■ Aim of the task: Write out the material below word for word, omitting the pictures.

[Mask labeling examples]
###
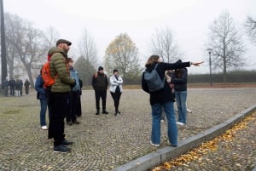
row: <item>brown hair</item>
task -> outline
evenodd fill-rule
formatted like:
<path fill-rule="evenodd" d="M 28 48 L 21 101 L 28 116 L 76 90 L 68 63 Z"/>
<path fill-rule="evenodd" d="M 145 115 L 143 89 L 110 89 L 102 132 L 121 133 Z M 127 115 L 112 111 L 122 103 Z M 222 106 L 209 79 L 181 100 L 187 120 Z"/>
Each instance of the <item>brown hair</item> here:
<path fill-rule="evenodd" d="M 145 66 L 148 67 L 148 66 L 151 66 L 152 64 L 154 64 L 154 62 L 158 62 L 159 58 L 160 58 L 159 55 L 156 55 L 156 54 L 151 55 L 148 59 L 148 61 L 146 62 Z"/>

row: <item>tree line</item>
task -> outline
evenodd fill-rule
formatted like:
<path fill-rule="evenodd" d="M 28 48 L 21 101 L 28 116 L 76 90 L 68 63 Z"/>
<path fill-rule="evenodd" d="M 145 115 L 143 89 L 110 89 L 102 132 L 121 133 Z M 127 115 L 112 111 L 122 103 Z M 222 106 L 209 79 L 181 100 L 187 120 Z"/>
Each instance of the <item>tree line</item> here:
<path fill-rule="evenodd" d="M 27 76 L 33 87 L 34 78 L 46 61 L 48 49 L 55 45 L 60 34 L 50 26 L 46 31 L 35 28 L 32 22 L 15 14 L 5 13 L 4 17 L 8 76 L 14 78 Z M 241 31 L 241 26 L 245 31 Z M 239 69 L 247 64 L 243 40 L 247 34 L 252 43 L 256 43 L 256 20 L 247 16 L 244 23 L 237 25 L 229 12 L 224 11 L 208 29 L 203 48 L 206 51 L 208 48 L 212 49 L 213 69 L 221 70 L 223 81 L 226 82 L 228 71 Z M 103 62 L 108 74 L 116 68 L 124 80 L 136 83 L 141 77 L 143 70 L 141 60 L 143 57 L 127 33 L 119 33 L 109 43 L 103 59 L 98 58 L 96 45 L 86 28 L 78 44 L 79 52 L 76 52 L 74 67 L 84 85 L 90 85 L 91 76 L 96 71 L 100 61 Z M 184 58 L 169 27 L 155 29 L 148 49 L 151 54 L 159 54 L 165 62 L 175 62 Z"/>

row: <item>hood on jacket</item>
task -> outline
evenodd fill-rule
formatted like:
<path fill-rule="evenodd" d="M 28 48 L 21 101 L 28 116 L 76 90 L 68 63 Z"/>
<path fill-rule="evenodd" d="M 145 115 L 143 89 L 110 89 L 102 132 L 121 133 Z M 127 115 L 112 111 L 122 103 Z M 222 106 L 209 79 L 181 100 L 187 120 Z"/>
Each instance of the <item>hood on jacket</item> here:
<path fill-rule="evenodd" d="M 61 54 L 63 54 L 63 56 L 65 58 L 67 59 L 67 53 L 64 50 L 62 50 L 61 48 L 58 48 L 56 47 L 53 47 L 53 48 L 49 48 L 49 50 L 48 51 L 48 58 L 49 59 L 50 56 L 52 56 L 52 54 L 55 54 L 55 53 L 61 53 Z"/>

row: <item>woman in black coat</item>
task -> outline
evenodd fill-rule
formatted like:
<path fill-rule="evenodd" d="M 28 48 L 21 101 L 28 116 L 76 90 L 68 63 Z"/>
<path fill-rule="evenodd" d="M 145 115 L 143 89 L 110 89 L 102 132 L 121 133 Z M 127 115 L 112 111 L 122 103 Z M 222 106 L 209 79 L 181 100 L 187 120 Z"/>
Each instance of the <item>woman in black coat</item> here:
<path fill-rule="evenodd" d="M 146 71 L 152 71 L 155 65 L 158 64 L 155 70 L 157 71 L 161 80 L 164 79 L 166 70 L 175 70 L 179 68 L 189 67 L 191 65 L 199 66 L 203 62 L 177 62 L 165 63 L 161 62 L 158 55 L 151 55 L 145 64 Z M 166 112 L 168 124 L 168 139 L 172 146 L 177 145 L 177 128 L 176 125 L 175 112 L 173 107 L 173 95 L 167 82 L 164 80 L 165 86 L 162 89 L 150 92 L 148 83 L 144 79 L 143 73 L 142 88 L 150 94 L 150 105 L 152 110 L 152 131 L 151 131 L 151 145 L 160 146 L 160 119 L 162 107 Z"/>

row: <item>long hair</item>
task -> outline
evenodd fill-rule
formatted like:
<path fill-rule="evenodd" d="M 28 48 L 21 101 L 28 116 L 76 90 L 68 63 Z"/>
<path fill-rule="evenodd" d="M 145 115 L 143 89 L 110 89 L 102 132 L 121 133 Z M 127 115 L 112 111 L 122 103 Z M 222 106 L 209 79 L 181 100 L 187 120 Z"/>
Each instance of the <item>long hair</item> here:
<path fill-rule="evenodd" d="M 159 58 L 160 58 L 159 55 L 156 55 L 156 54 L 151 55 L 148 59 L 148 61 L 146 62 L 145 66 L 148 67 L 155 62 L 159 62 Z"/>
###
■ Finished answer:
row: <item>brown hair</item>
task -> outline
evenodd fill-rule
formatted like:
<path fill-rule="evenodd" d="M 28 48 L 21 101 L 28 116 L 76 90 L 68 63 Z"/>
<path fill-rule="evenodd" d="M 145 115 L 143 89 L 110 89 L 102 132 L 121 133 Z M 127 115 L 112 111 L 122 103 Z M 222 106 L 209 79 L 181 100 L 187 120 Z"/>
Each instance of the <item>brown hair</item> here:
<path fill-rule="evenodd" d="M 145 66 L 148 67 L 148 66 L 151 66 L 152 64 L 154 64 L 154 62 L 158 62 L 159 58 L 160 58 L 159 55 L 156 55 L 156 54 L 151 55 L 148 59 L 148 61 L 146 62 Z"/>

row: <item>tree line</item>
task -> outline
evenodd fill-rule
formatted like:
<path fill-rule="evenodd" d="M 28 48 L 21 101 L 28 116 L 76 90 L 68 63 Z"/>
<path fill-rule="evenodd" d="M 145 115 L 143 89 L 110 89 L 102 132 L 121 133 Z M 127 115 L 112 111 L 122 103 Z M 222 106 L 209 79 L 181 100 L 187 120 Z"/>
Each instance of the <item>tree line</item> here:
<path fill-rule="evenodd" d="M 27 76 L 33 87 L 34 78 L 46 61 L 48 49 L 55 45 L 60 34 L 50 26 L 46 31 L 35 28 L 32 22 L 15 14 L 5 13 L 4 17 L 8 76 L 14 78 Z M 241 31 L 241 26 L 245 31 Z M 239 69 L 247 64 L 243 40 L 247 34 L 252 43 L 256 43 L 256 20 L 247 16 L 244 23 L 237 25 L 229 12 L 224 11 L 208 29 L 203 48 L 206 51 L 208 48 L 212 49 L 213 69 L 221 70 L 223 81 L 226 82 L 228 71 Z M 103 62 L 108 74 L 116 68 L 124 80 L 136 83 L 141 77 L 143 70 L 141 60 L 143 57 L 127 33 L 119 33 L 109 43 L 103 59 L 98 58 L 96 45 L 86 28 L 78 44 L 79 52 L 76 52 L 74 67 L 84 85 L 90 85 L 91 76 L 96 71 L 100 61 Z M 184 58 L 169 27 L 155 29 L 148 49 L 151 54 L 159 54 L 165 62 L 175 62 Z"/>

row: <item>hood on jacket</item>
task -> outline
evenodd fill-rule
formatted like:
<path fill-rule="evenodd" d="M 28 48 L 21 101 L 28 116 L 76 90 L 68 63 Z"/>
<path fill-rule="evenodd" d="M 145 115 L 143 89 L 110 89 L 102 132 L 121 133 Z M 127 115 L 112 111 L 122 103 Z M 222 106 L 209 79 L 181 100 L 187 120 Z"/>
Each instance of the <item>hood on jacket</item> here:
<path fill-rule="evenodd" d="M 61 54 L 63 54 L 63 56 L 65 58 L 67 59 L 67 53 L 64 50 L 62 50 L 61 48 L 58 48 L 56 47 L 53 47 L 53 48 L 49 48 L 49 50 L 48 51 L 48 58 L 49 59 L 50 56 L 52 56 L 52 54 L 55 54 L 55 53 L 61 53 Z"/>

row: <item>woman in black coat</item>
task -> outline
evenodd fill-rule
formatted like:
<path fill-rule="evenodd" d="M 28 48 L 21 101 L 28 116 L 76 90 L 68 63 Z"/>
<path fill-rule="evenodd" d="M 145 115 L 143 89 L 110 89 L 102 132 L 121 133 Z M 127 115 L 112 111 L 122 103 Z M 222 106 L 209 79 L 181 100 L 187 120 Z"/>
Each instance of the <item>woman in black coat</item> here:
<path fill-rule="evenodd" d="M 146 71 L 152 71 L 155 65 L 158 64 L 155 70 L 157 71 L 161 80 L 164 79 L 166 70 L 175 70 L 179 68 L 189 67 L 191 65 L 199 66 L 203 62 L 177 62 L 165 63 L 161 62 L 158 55 L 151 55 L 145 64 Z M 166 112 L 168 124 L 168 139 L 172 146 L 177 145 L 177 128 L 176 125 L 175 112 L 173 107 L 173 95 L 167 82 L 164 80 L 165 86 L 162 89 L 150 92 L 148 83 L 144 79 L 143 73 L 142 88 L 150 94 L 150 105 L 152 110 L 152 131 L 151 131 L 151 145 L 160 146 L 160 119 L 162 107 Z"/>

row: <item>long hair</item>
task -> outline
evenodd fill-rule
formatted like:
<path fill-rule="evenodd" d="M 28 48 L 21 101 L 28 116 L 76 90 L 68 63 Z"/>
<path fill-rule="evenodd" d="M 145 115 L 143 89 L 110 89 L 102 132 L 121 133 Z M 127 115 L 112 111 L 122 103 Z M 222 106 L 209 79 L 181 100 L 187 120 Z"/>
Each instance of the <item>long hair</item> here:
<path fill-rule="evenodd" d="M 159 58 L 160 58 L 159 55 L 156 55 L 156 54 L 151 55 L 148 59 L 148 61 L 146 62 L 145 66 L 148 67 L 155 62 L 159 62 Z"/>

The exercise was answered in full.